--- START DATASET EXTRACT ---

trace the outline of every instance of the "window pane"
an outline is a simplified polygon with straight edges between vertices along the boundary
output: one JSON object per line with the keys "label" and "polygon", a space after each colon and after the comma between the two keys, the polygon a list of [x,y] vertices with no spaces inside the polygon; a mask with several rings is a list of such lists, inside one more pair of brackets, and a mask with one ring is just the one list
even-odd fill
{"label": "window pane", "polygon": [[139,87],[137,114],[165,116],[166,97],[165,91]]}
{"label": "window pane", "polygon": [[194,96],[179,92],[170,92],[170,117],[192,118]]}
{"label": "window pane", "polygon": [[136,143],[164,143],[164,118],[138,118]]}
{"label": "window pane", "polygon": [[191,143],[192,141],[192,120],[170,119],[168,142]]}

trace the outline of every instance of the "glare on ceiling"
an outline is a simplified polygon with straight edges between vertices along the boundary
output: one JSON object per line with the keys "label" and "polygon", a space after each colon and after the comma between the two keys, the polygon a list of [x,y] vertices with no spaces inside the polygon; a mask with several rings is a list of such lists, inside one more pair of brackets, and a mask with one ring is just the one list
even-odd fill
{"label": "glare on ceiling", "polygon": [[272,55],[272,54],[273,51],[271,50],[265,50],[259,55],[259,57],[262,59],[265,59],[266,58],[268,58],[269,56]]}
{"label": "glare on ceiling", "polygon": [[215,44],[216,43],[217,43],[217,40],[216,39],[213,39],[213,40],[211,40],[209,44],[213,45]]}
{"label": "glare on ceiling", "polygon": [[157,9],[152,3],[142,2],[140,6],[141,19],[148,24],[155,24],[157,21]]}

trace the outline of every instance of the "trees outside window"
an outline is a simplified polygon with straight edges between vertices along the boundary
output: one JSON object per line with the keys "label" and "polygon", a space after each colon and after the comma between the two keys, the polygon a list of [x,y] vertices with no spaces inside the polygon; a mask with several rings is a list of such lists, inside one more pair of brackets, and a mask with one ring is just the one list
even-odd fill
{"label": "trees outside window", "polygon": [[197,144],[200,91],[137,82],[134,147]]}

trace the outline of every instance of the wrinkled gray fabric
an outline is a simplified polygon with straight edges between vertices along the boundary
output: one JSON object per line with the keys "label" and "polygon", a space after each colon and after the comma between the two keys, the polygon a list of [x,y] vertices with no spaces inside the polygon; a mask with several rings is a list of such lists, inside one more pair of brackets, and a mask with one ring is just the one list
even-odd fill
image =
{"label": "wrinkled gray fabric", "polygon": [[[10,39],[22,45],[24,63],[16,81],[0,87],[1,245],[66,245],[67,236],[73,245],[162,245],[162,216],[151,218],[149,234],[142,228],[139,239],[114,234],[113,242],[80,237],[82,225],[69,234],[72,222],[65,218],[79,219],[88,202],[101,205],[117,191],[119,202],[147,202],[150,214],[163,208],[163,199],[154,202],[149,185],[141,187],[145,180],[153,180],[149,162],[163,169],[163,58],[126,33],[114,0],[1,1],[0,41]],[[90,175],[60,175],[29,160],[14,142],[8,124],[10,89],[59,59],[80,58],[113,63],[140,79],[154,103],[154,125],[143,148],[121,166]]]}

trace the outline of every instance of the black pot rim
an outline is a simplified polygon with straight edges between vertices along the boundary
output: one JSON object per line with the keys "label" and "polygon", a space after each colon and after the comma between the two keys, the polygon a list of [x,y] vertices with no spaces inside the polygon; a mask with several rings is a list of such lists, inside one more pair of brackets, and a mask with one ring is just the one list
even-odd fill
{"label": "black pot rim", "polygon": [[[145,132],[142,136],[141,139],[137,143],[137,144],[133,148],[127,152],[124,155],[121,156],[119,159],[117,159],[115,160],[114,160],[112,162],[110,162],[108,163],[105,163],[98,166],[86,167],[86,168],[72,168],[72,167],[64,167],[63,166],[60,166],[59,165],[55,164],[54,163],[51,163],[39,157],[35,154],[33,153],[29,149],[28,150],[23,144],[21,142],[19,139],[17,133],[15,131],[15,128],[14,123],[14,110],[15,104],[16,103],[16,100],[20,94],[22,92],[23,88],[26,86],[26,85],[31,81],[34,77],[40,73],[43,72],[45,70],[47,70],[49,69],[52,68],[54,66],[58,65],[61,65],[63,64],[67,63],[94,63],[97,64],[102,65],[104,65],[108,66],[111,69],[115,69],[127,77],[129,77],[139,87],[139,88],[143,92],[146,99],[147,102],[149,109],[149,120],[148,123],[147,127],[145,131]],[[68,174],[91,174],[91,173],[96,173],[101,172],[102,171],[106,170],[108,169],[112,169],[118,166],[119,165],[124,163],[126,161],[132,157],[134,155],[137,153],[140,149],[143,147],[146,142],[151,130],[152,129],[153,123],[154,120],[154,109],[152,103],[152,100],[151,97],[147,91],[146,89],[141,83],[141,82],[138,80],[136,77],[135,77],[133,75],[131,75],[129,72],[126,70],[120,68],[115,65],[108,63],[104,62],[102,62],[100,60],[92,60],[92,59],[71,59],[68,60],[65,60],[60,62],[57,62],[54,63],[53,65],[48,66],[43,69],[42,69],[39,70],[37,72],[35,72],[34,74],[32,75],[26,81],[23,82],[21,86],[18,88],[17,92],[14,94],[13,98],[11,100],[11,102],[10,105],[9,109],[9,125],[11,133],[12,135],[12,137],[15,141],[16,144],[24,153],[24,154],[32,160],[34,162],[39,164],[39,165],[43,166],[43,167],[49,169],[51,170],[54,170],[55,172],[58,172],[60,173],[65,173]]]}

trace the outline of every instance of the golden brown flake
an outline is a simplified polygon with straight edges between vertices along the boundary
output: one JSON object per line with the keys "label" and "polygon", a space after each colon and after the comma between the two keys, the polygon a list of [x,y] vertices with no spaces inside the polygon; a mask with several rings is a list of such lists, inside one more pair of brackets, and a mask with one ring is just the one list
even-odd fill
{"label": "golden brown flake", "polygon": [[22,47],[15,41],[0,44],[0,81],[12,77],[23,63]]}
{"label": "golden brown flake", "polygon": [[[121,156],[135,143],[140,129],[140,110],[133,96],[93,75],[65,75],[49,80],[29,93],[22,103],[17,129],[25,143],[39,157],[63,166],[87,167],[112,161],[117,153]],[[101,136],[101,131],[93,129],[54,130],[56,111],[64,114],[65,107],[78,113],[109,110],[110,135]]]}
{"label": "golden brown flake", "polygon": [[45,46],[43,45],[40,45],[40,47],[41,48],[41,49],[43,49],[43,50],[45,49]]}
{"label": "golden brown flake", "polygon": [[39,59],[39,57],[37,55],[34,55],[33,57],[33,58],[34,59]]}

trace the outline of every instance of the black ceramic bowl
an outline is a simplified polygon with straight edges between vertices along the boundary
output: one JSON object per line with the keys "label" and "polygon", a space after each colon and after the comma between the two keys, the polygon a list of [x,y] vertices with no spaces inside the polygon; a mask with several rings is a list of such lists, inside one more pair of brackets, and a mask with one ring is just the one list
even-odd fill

--- END DATASET EXTRACT ---

• DIRECTIONS FOR THIS TASK
Reproduce the entries starting at the line that contains "trace the outline of every instance of the black ceramic" and ending at the end of the entries, replacing "even-odd" with "nonzero" and leaving everything else unchanged.

• COMPLETED TASK
trace the outline of every instance of the black ceramic bowl
an outline is a simplified polygon with straight edges between vertices along the boundary
output: one JSON object per line with the keys "label" and "polygon", a space after each colon and after the comma between the two keys, the polygon a list of [x,y] vertices with no spaces inside the polygon; a mask with several rings is a list of such lists, inside one more pair of brackets, and a mask with one ring is just the one list
nonzero fill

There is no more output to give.